[Data in this exercise]:
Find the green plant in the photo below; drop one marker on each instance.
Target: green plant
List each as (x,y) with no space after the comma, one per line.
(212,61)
...
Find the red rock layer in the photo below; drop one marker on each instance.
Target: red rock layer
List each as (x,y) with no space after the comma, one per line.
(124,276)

[What is needed]:
How many lines of the listing above contain the word "below"? Reply with the number alone.

[Solution]:
2